* _Extrait de page_:

++++++

Vous venez de terminer le dernier tome de L’Attaque des Titans et, en le rangeant dans votre bibliothèque, vous vous demandez comment rendra ce volume dans l’anime. Vous vous installer ensuite dans votre canapé pour quelques parties de Naruto Shippūden: Ultimate Ninja Storm 4 quand une notification vous interrompt. Elle signale la sortie prochaine de The Marvels au cinéma. « Enfin » vous vous dites, mais vous vous rappelez que vous devez absolument voir la série Miss Marvel avant. Vous filez un coup sur les réseaux sociaux pour voir l’annonce des goodies des éditions Kana pour Japan Expo, mais plus important encore, vous constatez que votre artiste préféré a sorti un nouveau doujin, quelle aubaine.

Si vous vous reconnaissez dans ce récit de vie clinquant de réalisme, alors bravo, vous êtes en plein dans la spirale infernale du transmédia ! Et ce n’est guère étonnant pour peu que vous consommiez de la pop culture tant c’est un élément central de celle-ci. Ce sera le propos de cette série d’articles, divisée en 7 parties (+ une conclusion). Chacune peut être lue indépendamment (vous trouverez un sommaire plus bas) mais je vous recommande chaudement d’en lire l’intégralité pour cerner la réflexion posée sur le sujet dans son ensemble.

Voyez l’article ici présent comme une introduction à cette série, avec quelques explications pratiques, techniques et théoriques sur le pourquoi et le comment de cette série.

Préambule

Il faut tout d’abord savoir qu’il s’agit d’une reprise d’un mémoire que j’avais réalisé en 2022 pour mon master 2 en sociologie, en parallèle d’un stage de 6 mois chez Bubble BD. Mais c’est loin d’être un simple copier-coller, j’ai adapté énormément d’éléments pour que le rendu en article de blog soit le plus agréable possible. J’ai notamment retiré toute la première partie qui servait à poser le contexte socio-économique et historique des marchés du manga et du comics. Elles ne sont pas « essentielles » à la compréhension du sujet en soi (même si elles permettaient déjà de poser quelques détails interessants). Je les publierai sans doute ultérieurement car cela reste de bonnes synthèses historiques.

++++++

* _Consigne écrite 1_: Extrayez des entrées ci-dessous chaque ligne contenant la chaîne « surface ». La casse doit être respectée.

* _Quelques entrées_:

++++++

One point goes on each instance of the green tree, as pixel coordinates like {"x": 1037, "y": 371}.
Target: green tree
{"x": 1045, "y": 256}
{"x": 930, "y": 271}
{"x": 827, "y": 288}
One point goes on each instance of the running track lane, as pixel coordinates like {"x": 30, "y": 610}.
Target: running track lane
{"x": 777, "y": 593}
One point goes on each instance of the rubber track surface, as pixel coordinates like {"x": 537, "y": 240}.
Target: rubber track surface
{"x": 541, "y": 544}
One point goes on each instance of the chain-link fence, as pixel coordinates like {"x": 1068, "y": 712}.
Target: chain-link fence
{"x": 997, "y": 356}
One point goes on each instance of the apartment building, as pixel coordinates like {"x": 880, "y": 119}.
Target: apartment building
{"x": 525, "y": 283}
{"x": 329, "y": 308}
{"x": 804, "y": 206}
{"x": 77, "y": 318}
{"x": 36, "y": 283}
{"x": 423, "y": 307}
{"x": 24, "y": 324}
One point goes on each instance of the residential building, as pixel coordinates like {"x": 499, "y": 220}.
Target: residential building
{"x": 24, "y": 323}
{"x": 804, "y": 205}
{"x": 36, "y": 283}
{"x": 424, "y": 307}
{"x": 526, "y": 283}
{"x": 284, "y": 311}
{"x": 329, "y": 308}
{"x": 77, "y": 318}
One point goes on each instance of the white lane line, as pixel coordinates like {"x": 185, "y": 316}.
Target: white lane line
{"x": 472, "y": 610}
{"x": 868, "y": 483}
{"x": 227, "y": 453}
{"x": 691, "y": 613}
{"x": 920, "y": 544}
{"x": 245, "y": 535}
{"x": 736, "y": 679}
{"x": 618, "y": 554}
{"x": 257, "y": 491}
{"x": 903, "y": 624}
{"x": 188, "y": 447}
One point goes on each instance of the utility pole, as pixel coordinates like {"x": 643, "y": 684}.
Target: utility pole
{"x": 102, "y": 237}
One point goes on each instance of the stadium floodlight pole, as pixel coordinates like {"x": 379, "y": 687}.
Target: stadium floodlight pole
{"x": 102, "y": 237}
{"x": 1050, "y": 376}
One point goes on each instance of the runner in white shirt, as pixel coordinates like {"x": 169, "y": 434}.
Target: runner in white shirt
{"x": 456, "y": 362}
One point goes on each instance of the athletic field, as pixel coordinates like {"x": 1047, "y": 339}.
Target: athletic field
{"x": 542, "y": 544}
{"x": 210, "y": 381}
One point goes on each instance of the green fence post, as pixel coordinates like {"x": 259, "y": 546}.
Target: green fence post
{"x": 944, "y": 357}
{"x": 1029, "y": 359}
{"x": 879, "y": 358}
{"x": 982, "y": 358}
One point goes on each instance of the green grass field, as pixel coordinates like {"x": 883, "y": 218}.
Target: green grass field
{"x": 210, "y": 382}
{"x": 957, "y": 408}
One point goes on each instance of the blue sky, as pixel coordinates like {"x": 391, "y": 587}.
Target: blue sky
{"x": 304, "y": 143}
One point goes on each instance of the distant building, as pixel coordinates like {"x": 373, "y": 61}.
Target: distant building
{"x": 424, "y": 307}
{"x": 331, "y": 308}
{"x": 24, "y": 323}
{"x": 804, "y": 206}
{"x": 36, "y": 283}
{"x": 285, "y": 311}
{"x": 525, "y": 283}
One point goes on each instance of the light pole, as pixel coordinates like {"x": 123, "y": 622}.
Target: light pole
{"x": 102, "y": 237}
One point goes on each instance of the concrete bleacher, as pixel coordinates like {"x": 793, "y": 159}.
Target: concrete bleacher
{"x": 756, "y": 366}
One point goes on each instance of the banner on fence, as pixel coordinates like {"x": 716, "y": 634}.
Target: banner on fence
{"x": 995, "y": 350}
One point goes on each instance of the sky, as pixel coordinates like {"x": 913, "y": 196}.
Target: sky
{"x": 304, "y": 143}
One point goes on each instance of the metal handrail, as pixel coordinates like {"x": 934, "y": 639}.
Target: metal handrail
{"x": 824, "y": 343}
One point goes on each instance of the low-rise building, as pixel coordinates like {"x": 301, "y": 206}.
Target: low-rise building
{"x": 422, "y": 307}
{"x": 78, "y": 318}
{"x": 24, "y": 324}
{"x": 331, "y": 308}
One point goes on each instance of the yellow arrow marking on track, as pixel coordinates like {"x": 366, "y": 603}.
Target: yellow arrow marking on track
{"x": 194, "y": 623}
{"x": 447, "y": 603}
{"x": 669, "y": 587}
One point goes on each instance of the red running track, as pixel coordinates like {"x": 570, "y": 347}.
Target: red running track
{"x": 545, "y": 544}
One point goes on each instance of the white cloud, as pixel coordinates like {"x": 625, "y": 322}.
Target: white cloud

++++++

* _Consigne écrite 2_: D'après l'extrait de page, en quelle année a été réalisé le mémoire dont cette série d'articles est une reprise ?

* _Sortie complète 1_:
One point goes on each instance of the rubber track surface, as pixel coordinates like {"x": 537, "y": 240}.
Target: rubber track surface

* _Sortie complète 2_: En 2022.